Print every line of the data below word for word, omitting the pictures.

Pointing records
━━━
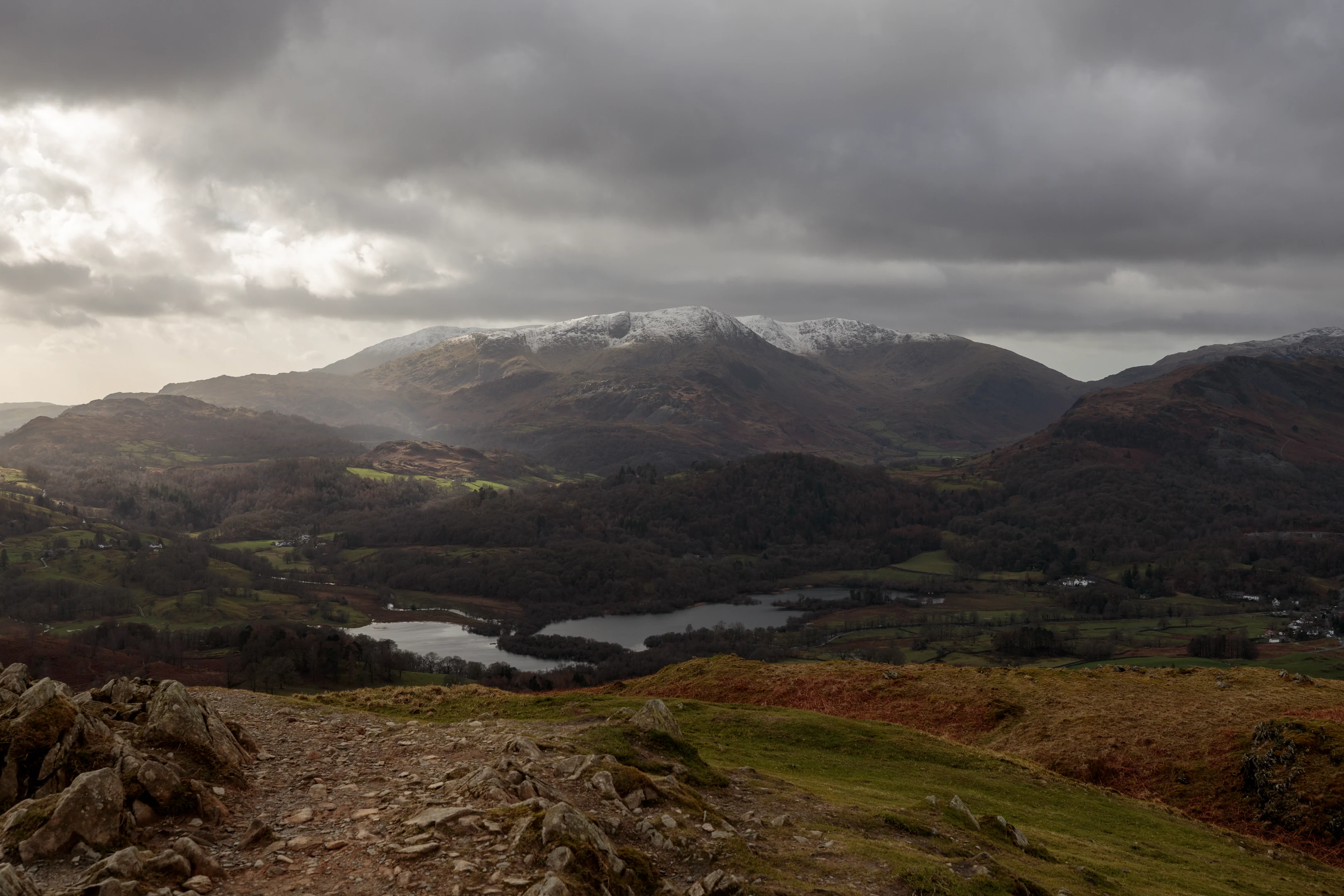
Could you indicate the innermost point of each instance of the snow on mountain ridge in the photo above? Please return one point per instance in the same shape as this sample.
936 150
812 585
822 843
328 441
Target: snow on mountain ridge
689 324
686 324
1298 339
831 335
━━━
- EXERCISE RESULT -
Could you indicate the innermost point of each instance of the snow on mountain ridge in the photo above? Please return one point per instance in the same shape as this sample.
936 150
812 585
822 843
328 441
Target: snow on mountain ridge
689 324
686 324
1298 339
831 335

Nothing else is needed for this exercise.